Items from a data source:
::::::::::

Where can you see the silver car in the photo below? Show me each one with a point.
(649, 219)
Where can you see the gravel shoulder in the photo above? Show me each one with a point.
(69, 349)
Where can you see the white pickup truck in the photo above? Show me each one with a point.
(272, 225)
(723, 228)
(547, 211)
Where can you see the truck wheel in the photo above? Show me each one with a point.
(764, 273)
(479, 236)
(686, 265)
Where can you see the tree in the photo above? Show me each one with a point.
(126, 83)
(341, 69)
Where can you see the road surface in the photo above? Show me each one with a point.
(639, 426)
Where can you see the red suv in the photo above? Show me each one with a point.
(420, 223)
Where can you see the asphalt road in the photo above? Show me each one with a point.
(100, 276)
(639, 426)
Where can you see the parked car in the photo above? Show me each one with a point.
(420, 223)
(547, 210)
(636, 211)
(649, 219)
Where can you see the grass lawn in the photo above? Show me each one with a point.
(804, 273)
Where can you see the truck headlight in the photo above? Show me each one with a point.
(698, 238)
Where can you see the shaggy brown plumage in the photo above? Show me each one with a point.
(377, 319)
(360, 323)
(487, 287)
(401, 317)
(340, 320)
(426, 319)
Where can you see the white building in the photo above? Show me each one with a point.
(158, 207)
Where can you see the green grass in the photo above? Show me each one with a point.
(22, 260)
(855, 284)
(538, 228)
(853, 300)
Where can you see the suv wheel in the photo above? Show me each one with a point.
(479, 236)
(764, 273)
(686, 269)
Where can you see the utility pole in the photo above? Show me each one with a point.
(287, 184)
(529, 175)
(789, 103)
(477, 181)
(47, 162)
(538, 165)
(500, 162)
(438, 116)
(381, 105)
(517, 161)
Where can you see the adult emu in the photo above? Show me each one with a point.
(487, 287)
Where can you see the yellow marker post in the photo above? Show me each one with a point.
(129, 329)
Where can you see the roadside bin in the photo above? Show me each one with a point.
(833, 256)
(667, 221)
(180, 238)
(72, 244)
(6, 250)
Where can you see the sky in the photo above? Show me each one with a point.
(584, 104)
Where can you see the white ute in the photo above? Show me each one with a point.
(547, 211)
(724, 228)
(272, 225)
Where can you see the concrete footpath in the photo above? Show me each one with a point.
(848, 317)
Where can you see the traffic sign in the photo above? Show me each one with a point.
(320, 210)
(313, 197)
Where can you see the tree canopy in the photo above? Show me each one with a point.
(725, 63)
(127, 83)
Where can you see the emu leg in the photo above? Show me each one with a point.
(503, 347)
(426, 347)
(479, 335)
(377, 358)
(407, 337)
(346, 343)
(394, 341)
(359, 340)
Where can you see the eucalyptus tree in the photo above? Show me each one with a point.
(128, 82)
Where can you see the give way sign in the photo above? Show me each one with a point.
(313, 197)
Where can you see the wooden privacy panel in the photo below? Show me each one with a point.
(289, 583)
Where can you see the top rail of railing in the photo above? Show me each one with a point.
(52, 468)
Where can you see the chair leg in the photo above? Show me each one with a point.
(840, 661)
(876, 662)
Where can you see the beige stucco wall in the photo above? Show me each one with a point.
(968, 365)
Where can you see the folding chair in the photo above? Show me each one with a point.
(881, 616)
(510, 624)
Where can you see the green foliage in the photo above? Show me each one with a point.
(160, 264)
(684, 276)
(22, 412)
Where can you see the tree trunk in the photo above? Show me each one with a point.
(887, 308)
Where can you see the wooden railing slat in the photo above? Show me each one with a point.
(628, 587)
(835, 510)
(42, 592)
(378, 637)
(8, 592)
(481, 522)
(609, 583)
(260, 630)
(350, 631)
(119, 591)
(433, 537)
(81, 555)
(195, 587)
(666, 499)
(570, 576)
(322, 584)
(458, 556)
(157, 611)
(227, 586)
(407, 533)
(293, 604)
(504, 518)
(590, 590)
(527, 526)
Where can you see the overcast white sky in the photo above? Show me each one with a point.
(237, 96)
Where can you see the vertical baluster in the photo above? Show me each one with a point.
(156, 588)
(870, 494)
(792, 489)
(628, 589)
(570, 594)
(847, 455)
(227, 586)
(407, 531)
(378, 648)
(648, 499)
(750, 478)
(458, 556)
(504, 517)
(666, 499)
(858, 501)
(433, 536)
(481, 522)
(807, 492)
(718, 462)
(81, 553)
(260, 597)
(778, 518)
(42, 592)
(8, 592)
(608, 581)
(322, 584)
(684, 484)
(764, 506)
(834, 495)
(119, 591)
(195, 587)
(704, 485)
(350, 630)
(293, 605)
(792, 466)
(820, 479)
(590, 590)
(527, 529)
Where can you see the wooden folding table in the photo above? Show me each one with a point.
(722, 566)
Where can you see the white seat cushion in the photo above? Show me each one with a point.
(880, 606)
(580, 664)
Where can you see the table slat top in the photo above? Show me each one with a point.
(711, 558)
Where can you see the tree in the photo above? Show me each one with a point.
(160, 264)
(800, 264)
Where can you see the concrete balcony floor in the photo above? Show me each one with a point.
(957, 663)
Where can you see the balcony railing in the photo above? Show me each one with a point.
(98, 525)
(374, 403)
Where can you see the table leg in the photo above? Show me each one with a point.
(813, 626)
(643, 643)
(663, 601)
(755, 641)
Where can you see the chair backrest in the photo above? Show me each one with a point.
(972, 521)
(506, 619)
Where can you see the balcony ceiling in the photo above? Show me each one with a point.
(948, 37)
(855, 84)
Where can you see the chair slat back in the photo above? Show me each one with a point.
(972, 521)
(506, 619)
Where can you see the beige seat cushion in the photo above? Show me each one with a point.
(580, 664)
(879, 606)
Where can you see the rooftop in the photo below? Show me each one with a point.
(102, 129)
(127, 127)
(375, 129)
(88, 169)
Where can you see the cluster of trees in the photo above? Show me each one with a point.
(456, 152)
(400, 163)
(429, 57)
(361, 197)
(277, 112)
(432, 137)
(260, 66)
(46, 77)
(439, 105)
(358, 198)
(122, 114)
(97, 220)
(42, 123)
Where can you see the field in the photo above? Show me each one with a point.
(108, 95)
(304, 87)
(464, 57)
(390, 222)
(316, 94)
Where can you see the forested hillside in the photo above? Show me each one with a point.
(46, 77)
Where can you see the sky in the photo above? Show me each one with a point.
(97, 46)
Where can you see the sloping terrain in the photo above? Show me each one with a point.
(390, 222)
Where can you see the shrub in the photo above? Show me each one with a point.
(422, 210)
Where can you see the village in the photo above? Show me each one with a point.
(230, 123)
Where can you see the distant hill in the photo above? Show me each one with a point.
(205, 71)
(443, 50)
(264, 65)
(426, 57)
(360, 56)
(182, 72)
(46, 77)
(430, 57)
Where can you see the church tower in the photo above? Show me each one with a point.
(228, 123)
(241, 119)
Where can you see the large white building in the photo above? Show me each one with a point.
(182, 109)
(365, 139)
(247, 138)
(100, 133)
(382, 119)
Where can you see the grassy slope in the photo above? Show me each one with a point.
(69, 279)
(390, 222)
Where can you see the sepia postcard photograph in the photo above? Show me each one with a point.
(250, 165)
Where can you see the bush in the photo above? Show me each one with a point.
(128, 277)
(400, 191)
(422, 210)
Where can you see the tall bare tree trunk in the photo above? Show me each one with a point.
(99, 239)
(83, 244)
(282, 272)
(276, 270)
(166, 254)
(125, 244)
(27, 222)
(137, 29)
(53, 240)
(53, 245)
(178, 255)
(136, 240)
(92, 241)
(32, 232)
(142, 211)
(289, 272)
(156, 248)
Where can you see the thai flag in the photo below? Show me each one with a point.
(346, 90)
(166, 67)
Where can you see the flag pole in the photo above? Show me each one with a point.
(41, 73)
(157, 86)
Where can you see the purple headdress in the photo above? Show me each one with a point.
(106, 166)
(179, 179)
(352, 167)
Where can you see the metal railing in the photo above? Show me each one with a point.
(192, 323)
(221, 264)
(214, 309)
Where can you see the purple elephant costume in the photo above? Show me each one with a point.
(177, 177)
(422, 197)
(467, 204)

::::::::::

Do this.
Starting from the line containing "Where can you see the thai" and ending with the final line of the data, reproduce each line exactly as it appears, including no other lines.

In response.
Where can you see the thai flag in the photo below? Show me each one with a point.
(346, 90)
(166, 67)
Where can you see the flag pole in the photo above? Show me each one with a point.
(41, 73)
(157, 86)
Where can you see the purple headdress in the photo above? Show me each one with a point.
(106, 166)
(179, 179)
(352, 167)
Where can you see the metal railing in the photo above? Show me each one with a point.
(192, 323)
(221, 264)
(214, 309)
Where can you see the purple elephant costume in the photo above? Show me each one with a point.
(177, 177)
(422, 197)
(467, 204)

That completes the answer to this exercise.